Instruction: Repeat, without changes, the rows between the one containing "Pinpoint heap of washed carrot." and the one containing "[1141,214,1196,352]", inclusive.

Data records:
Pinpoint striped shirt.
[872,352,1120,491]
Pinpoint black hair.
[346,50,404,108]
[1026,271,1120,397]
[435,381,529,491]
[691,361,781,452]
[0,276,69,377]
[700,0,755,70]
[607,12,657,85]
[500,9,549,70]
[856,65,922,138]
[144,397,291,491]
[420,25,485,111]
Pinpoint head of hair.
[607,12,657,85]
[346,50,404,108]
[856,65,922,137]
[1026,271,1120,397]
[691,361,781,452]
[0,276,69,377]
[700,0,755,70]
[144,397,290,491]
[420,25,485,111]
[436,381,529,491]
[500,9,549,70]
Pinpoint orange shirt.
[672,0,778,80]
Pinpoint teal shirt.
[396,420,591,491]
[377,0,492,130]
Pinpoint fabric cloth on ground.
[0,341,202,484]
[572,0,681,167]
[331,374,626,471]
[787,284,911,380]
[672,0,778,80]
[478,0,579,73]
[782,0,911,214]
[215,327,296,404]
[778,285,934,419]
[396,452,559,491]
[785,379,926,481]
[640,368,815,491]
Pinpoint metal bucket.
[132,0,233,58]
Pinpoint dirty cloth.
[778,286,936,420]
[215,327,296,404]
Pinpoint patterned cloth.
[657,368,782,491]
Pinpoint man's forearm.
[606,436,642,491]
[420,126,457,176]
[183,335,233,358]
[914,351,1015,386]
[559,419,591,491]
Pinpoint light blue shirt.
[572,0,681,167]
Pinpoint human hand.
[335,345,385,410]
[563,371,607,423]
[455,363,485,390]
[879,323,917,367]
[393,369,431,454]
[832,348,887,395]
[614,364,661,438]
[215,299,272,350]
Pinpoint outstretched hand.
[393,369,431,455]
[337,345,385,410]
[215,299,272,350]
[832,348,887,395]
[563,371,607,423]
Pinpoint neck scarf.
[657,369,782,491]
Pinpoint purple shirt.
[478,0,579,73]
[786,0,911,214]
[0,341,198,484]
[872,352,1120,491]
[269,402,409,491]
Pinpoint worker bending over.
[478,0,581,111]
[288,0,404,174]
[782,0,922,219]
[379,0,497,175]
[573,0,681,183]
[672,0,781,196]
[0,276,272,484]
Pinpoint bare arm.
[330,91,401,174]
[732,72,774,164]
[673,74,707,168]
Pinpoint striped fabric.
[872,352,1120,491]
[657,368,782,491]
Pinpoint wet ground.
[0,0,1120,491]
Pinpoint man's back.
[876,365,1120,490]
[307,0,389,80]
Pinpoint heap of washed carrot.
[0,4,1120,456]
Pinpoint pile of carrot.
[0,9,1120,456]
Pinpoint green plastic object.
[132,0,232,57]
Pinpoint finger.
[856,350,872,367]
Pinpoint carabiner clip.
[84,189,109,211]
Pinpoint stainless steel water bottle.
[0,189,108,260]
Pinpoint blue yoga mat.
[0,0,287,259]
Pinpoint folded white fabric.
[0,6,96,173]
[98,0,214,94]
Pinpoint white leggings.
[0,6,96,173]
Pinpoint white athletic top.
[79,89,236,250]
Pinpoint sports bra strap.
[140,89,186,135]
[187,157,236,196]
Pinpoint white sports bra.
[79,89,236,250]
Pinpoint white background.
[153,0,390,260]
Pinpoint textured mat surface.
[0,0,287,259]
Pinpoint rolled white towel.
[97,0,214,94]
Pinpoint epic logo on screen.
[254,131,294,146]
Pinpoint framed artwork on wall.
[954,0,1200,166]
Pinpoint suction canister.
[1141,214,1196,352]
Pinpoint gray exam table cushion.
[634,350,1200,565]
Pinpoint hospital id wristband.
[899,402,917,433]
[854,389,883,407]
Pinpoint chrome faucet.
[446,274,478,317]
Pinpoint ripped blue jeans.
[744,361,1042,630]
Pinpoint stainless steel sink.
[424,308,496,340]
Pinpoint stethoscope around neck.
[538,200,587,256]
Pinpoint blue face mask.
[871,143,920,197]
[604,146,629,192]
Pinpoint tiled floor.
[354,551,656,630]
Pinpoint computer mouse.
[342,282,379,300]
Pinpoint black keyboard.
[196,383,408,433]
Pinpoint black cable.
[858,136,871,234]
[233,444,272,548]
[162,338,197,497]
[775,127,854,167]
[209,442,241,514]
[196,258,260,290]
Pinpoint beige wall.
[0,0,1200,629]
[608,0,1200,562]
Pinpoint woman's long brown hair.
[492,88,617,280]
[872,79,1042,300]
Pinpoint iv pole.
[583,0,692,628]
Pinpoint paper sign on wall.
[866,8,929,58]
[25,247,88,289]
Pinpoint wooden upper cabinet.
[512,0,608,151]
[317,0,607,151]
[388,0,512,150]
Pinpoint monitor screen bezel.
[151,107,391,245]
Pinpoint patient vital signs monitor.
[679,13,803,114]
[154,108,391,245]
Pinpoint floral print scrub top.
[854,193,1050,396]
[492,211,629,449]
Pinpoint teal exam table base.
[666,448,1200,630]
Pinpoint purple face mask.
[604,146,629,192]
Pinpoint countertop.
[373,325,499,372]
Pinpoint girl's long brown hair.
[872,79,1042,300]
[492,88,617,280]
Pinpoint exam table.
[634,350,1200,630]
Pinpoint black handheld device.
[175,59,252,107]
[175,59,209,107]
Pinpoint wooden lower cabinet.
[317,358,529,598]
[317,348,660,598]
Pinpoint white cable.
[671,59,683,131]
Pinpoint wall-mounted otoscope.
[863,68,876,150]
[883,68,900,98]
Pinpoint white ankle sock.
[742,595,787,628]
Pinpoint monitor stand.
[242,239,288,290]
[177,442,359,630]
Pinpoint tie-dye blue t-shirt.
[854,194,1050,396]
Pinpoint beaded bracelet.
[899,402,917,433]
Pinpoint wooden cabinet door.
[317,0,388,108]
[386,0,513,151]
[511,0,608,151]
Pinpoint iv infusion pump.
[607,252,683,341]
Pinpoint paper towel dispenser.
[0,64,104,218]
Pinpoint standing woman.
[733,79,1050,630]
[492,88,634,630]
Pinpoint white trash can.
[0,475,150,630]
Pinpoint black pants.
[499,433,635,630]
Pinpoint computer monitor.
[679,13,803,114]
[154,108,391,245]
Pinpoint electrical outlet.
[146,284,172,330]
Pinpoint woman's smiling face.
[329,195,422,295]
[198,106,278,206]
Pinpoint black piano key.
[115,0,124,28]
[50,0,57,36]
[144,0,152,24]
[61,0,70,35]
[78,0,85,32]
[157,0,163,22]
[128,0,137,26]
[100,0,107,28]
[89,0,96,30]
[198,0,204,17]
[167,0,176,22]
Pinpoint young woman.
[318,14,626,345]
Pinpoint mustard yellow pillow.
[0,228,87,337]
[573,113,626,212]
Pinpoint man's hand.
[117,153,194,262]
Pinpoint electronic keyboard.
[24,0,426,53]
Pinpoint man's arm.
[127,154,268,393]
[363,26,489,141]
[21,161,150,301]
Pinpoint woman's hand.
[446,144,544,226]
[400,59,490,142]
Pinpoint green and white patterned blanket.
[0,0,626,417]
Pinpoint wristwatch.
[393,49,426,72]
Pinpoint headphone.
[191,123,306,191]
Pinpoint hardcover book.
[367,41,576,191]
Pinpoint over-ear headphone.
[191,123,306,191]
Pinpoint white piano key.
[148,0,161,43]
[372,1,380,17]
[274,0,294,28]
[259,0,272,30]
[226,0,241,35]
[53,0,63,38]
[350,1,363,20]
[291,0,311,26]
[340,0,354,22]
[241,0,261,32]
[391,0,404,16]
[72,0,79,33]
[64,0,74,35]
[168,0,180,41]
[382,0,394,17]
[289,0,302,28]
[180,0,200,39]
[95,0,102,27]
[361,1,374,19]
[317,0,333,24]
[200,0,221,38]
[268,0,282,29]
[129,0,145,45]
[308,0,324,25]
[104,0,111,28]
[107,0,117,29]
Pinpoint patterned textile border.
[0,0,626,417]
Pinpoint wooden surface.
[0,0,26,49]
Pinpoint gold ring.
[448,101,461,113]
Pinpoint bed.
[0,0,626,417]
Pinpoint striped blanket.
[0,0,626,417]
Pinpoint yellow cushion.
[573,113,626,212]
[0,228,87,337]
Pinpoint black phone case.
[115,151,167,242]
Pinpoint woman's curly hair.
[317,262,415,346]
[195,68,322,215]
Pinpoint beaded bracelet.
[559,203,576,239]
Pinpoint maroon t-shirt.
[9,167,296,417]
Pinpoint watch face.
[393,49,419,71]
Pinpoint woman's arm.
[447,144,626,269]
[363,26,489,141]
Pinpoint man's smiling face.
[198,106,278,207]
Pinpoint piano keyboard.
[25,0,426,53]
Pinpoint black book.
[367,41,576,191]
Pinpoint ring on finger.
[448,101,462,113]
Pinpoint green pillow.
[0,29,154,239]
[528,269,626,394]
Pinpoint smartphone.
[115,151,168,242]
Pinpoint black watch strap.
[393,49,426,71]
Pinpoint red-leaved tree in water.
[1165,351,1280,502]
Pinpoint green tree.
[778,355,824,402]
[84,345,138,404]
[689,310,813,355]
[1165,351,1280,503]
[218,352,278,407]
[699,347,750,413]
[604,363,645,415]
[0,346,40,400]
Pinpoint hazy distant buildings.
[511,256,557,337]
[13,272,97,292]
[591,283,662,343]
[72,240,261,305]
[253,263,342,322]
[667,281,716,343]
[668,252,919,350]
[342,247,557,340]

Expected answer:
Pinpoint heap of washed carrot.
[0,4,1120,456]
Pinpoint pile of carrot.
[0,9,1120,456]
Pinpoint green plastic object.
[132,0,232,57]
Pinpoint finger.
[856,350,872,367]
Pinpoint carabiner clip.
[84,189,109,211]
Pinpoint stainless steel water bottle.
[0,189,108,260]
Pinpoint blue yoga mat.
[0,0,287,259]
Pinpoint folded white fabric.
[0,6,96,173]
[98,0,214,94]
Pinpoint white leggings.
[0,6,96,173]
Pinpoint white athletic top.
[79,89,236,250]
Pinpoint sports bra strap.
[140,89,186,135]
[187,157,236,196]
Pinpoint white sports bra.
[79,89,236,250]
Pinpoint white background.
[153,0,390,260]
Pinpoint textured mat surface.
[0,0,287,259]
Pinpoint rolled white towel.
[97,0,214,94]
Pinpoint epic logo on screen.
[254,131,294,146]
Pinpoint framed artwork on wall.
[954,0,1200,166]
Pinpoint suction canister.
[1141,214,1196,352]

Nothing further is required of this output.